Exercise:
From the listing below, output only the lines starting at the line that has "Spot every rocky coastline" and ending at the line that has "Spot every green", exactly as they appear, ends included.

======

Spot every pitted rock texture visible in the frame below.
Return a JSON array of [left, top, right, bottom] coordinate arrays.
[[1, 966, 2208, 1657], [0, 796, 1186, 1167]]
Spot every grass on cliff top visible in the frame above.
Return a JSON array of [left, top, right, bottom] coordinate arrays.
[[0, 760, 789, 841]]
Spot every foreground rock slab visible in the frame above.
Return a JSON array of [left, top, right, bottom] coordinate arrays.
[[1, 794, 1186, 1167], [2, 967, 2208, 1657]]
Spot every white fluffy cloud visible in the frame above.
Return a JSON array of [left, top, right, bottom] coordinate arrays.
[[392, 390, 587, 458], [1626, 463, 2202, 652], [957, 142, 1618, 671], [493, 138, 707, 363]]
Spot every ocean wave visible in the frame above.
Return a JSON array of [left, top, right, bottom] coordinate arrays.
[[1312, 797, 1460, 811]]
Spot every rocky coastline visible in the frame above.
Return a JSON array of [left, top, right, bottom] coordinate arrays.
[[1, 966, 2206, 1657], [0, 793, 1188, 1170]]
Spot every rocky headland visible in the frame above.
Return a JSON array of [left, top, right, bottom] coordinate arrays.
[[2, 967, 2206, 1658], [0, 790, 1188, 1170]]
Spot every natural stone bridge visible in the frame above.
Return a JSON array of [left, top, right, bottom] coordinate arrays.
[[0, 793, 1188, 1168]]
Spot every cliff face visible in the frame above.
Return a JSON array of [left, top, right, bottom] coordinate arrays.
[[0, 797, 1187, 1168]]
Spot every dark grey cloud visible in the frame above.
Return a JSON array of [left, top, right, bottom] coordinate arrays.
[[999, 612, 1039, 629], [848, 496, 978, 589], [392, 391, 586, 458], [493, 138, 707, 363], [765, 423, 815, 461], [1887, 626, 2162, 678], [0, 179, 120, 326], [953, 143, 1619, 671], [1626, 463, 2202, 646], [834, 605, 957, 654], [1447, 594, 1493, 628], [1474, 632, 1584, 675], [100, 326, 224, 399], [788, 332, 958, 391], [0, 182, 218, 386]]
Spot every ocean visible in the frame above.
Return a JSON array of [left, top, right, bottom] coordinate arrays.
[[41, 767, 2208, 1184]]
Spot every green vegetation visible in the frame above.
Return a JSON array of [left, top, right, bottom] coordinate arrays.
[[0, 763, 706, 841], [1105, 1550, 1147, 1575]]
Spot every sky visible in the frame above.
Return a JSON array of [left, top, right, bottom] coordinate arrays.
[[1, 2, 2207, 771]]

======

Answer to this exercise:
Spot every rocky coastline visible in the frame above.
Return a JSON array of [left, top, right, bottom] coordinate arrays.
[[1, 966, 2206, 1657], [0, 793, 1188, 1170]]
Spot every rocky headland visible in the frame above.
Return a JSON array of [left, top, right, bottom] coordinate arrays.
[[2, 967, 2206, 1658], [0, 790, 1188, 1170]]
Spot every natural stone bridge visible in the frame above.
Return a JSON array of [left, top, right, bottom] coordinate arrays.
[[0, 793, 1188, 1168]]
Spot every cliff face visible in the frame above.
Return a JSON array of [left, top, right, bottom] coordinate arrays.
[[0, 797, 1187, 1168]]
Spot every dark grey cloud visible in the frame above.
Return a JSON array of [left, top, right, bottom] coordinate arrays.
[[999, 612, 1039, 629], [848, 496, 978, 589], [392, 391, 586, 458], [493, 138, 707, 363], [765, 423, 815, 461], [1887, 626, 2162, 678], [0, 179, 120, 326], [953, 143, 1619, 671], [1626, 463, 2202, 646], [834, 605, 957, 654], [1447, 594, 1493, 628], [1474, 632, 1584, 675], [100, 326, 224, 399], [788, 332, 958, 391], [0, 182, 218, 386]]
Spot every ocean visible in the frame above.
Return a JSON array of [left, top, right, bottom] coordinate arrays.
[[41, 767, 2208, 1184]]
Spot every green vegetation visible in the frame above.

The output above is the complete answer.